BEGIN Exercise passage
If you are a marketer and pay attention to any of the dozens of emailed webinar invites in your inbox, you are probably aware of the tremendous amount of consumer data being shared by a number of research firms. Ipsos and Resonate are two such firms that have been sampling consumer attitudes since the start of the COVID-19 quarantine. They have published data that speaks to how consumers expect companies to both act and communicate through and beyond the crisis. And “act” is the operative word here. Don’t just tell me that you understand what I am going through, tell me what you are doing for me.

During the past few months my marketing agency has experienced first-hand the enormous amount of communications choreography required in the utility and energy sector. These essential businesses provide the services we all need so desperately when we are sheltering in place, working and teaching from home. We have used a variety of data sources, both secondary and primary, to help our DTE client pivot their messaging and content during this time period. Speed and agility have been essential. From extending payment terms, to reassuring customers that DTE employees were in the field working to make sure service is not interrupted, to confirming their commitment to support the economic recovery of the state, these ads were produced, tested and approved within weeks and were deployed across all digital and traditional channels. They aligned with the evolving concerns and priorities of the customer as Michigan, once the third-highest state for COVID-19 cases, began to reopen. The messaging stood out from the barrage of “timely” new ads people were seeing on TV because DTE was specific about the ways in which they would help their customers.
END Exercise passage
BEGIN Recorded information
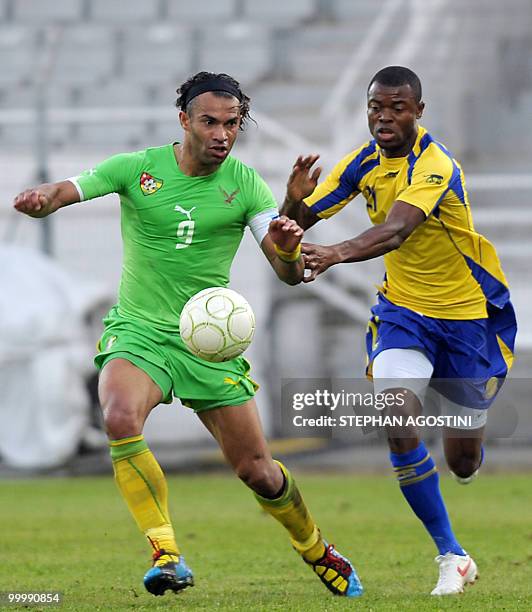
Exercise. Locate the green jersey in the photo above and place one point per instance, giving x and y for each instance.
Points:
(180, 233)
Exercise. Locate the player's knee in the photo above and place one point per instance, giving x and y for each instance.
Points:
(400, 445)
(120, 418)
(465, 465)
(259, 475)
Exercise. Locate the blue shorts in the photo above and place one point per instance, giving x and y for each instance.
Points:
(471, 358)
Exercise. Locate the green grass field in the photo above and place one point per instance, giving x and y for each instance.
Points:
(76, 536)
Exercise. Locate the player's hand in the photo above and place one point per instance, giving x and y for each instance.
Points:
(317, 259)
(304, 179)
(33, 202)
(285, 233)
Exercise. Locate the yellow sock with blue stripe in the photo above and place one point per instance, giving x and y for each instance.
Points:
(143, 485)
(291, 511)
(419, 482)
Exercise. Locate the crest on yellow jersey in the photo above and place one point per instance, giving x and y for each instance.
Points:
(434, 179)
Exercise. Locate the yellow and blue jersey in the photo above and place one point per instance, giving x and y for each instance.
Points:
(444, 269)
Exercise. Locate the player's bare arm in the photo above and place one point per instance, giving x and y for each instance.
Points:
(45, 199)
(301, 183)
(401, 221)
(281, 245)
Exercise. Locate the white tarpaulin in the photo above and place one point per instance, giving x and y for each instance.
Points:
(45, 355)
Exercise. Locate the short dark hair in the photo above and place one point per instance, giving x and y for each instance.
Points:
(182, 93)
(394, 76)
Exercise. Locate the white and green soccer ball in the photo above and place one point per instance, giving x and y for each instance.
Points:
(217, 324)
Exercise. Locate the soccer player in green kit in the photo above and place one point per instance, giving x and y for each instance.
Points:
(184, 210)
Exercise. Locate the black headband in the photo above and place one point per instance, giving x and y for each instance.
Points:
(213, 84)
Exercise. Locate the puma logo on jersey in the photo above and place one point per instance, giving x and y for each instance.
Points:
(229, 197)
(110, 343)
(187, 213)
(149, 184)
(434, 179)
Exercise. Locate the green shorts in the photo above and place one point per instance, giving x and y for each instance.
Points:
(199, 384)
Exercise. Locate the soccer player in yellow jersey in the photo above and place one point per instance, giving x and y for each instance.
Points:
(443, 316)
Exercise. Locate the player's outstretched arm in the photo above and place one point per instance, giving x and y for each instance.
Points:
(45, 199)
(282, 247)
(401, 221)
(301, 183)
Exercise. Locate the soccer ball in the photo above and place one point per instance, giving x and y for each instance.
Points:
(217, 324)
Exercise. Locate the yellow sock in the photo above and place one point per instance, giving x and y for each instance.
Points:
(143, 485)
(290, 510)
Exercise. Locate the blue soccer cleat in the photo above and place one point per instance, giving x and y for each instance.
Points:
(173, 575)
(337, 573)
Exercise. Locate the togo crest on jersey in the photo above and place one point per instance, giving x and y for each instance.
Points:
(435, 179)
(228, 197)
(149, 184)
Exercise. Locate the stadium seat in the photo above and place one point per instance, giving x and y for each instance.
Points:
(201, 11)
(117, 93)
(242, 51)
(18, 50)
(156, 53)
(120, 11)
(39, 11)
(278, 12)
(86, 53)
(354, 9)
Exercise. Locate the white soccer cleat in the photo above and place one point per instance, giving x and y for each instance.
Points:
(455, 572)
(466, 480)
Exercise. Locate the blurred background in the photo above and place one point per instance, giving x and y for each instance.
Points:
(83, 79)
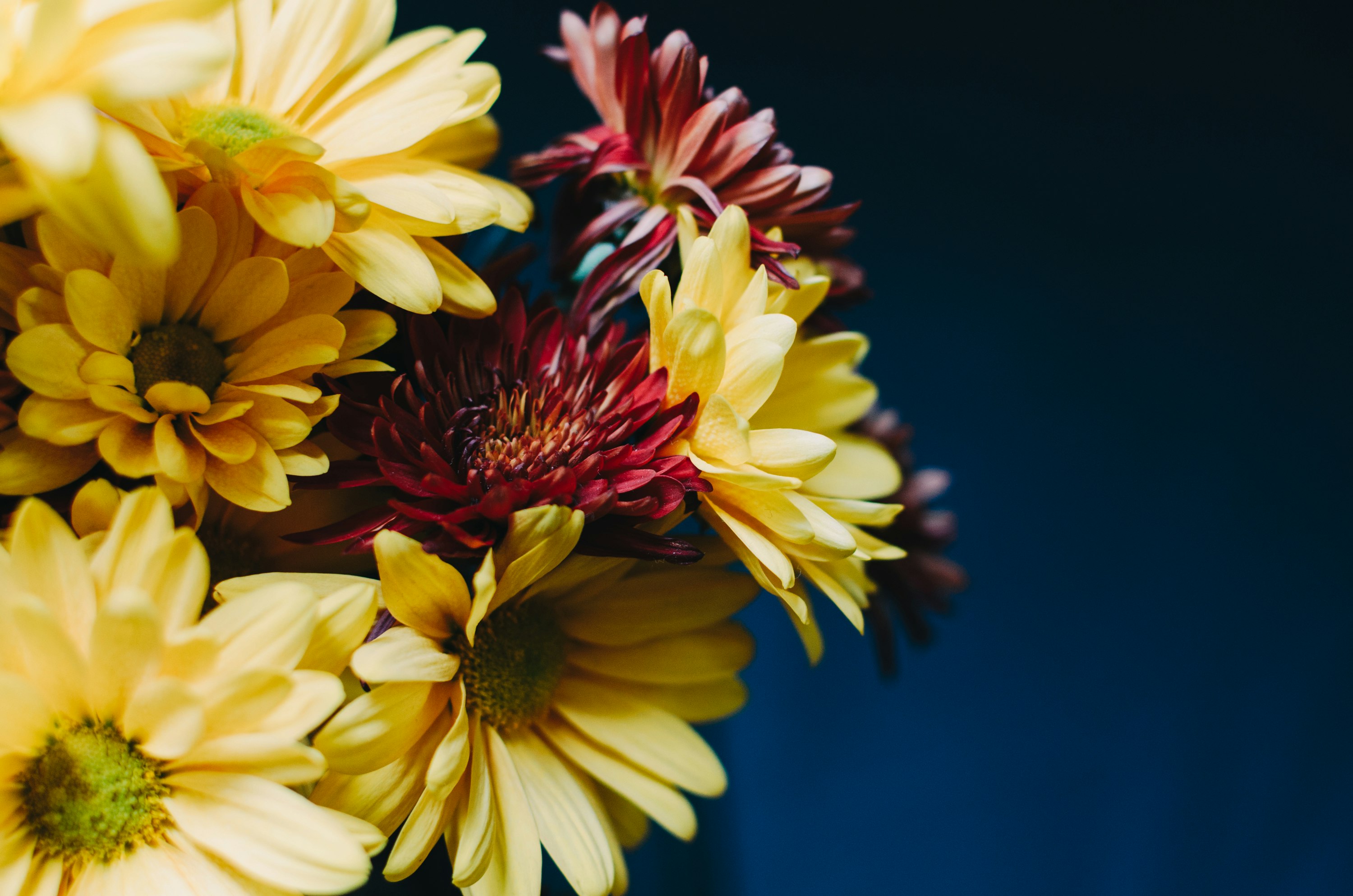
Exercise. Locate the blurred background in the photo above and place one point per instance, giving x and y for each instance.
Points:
(1111, 247)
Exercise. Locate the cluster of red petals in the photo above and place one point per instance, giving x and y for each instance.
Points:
(923, 581)
(513, 412)
(681, 147)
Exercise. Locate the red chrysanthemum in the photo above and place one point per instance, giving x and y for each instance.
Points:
(505, 413)
(925, 579)
(663, 144)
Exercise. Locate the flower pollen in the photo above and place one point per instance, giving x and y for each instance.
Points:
(515, 665)
(232, 129)
(91, 795)
(178, 352)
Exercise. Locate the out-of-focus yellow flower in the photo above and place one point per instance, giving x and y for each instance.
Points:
(241, 542)
(730, 335)
(147, 752)
(61, 59)
(336, 138)
(199, 374)
(519, 712)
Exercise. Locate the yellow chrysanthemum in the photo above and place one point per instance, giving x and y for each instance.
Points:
(59, 59)
(199, 374)
(730, 336)
(525, 714)
(336, 138)
(147, 752)
(244, 542)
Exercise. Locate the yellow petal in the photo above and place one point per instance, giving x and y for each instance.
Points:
(99, 312)
(187, 275)
(421, 591)
(381, 726)
(253, 291)
(657, 604)
(129, 449)
(862, 470)
(462, 290)
(386, 260)
(48, 359)
(565, 818)
(366, 332)
(314, 339)
(653, 740)
(105, 368)
(171, 397)
(695, 345)
(258, 484)
(294, 211)
(662, 802)
(281, 837)
(182, 462)
(404, 654)
(94, 507)
(63, 423)
(690, 658)
(792, 453)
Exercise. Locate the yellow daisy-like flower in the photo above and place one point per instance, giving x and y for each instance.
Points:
(730, 336)
(244, 542)
(340, 140)
(57, 61)
(147, 752)
(199, 374)
(505, 717)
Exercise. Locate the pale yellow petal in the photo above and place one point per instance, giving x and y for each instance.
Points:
(404, 654)
(274, 833)
(650, 738)
(381, 726)
(253, 291)
(565, 818)
(659, 800)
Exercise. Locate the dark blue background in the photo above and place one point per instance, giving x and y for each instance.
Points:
(1111, 251)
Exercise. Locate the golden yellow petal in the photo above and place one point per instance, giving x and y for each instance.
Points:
(63, 423)
(48, 359)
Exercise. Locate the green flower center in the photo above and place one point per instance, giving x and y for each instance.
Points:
(229, 556)
(178, 352)
(90, 795)
(515, 666)
(232, 128)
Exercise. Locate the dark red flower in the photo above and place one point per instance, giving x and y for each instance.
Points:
(666, 144)
(506, 413)
(925, 579)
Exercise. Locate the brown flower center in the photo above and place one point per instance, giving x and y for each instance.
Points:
(515, 666)
(178, 352)
(91, 795)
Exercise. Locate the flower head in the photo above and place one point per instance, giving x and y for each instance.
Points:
(513, 412)
(925, 579)
(59, 61)
(519, 712)
(337, 137)
(769, 429)
(199, 374)
(145, 750)
(669, 147)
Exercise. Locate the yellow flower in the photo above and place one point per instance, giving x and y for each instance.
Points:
(147, 752)
(244, 542)
(57, 61)
(730, 336)
(340, 140)
(523, 712)
(199, 374)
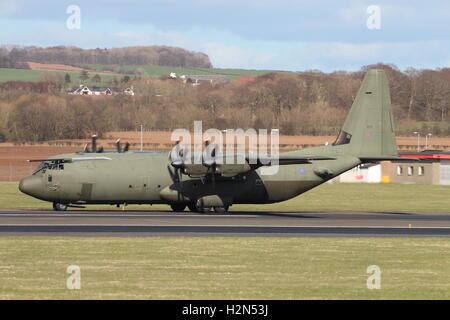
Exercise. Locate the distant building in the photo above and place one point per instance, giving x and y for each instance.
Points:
(433, 168)
(129, 91)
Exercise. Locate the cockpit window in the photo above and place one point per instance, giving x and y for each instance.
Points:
(49, 166)
(343, 138)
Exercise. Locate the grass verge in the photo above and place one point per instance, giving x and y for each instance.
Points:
(224, 268)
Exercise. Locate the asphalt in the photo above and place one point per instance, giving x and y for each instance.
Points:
(247, 223)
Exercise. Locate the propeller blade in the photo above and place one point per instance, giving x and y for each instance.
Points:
(118, 146)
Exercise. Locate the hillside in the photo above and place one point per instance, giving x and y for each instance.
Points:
(70, 55)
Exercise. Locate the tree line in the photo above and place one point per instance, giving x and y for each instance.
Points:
(306, 103)
(70, 55)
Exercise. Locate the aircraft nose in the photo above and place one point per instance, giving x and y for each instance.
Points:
(30, 185)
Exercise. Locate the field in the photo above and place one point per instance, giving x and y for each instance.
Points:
(224, 268)
(157, 71)
(358, 197)
(7, 74)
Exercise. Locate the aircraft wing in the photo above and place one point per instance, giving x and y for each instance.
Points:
(286, 159)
END Recorded information
--- Complete the following ---
• a. In the marketing text, which two research firms have been sampling consumer attitudes since the start of the COVID-19 quarantine?
• b. Does the marketing text agree with each statement? Answer yes or no for each, and quote the words that decide it.
(i) Michigan was at one point the state with the third-highest number of COVID-19 cases.
(ii) The DTE ads took several months to produce, test and approve.
(iii) The DTE ads ran only on digital channels.

--- Solutions to the tasks ---
• a. Ipsos and Resonate.

• b.
(i) Yes: "Michigan, once the third-highest state for COVID-19 cases, began to reopen."
(ii) No: "these ads were produced, tested and approved within weeks"
(iii) No: "were deployed across all digital and traditional channels"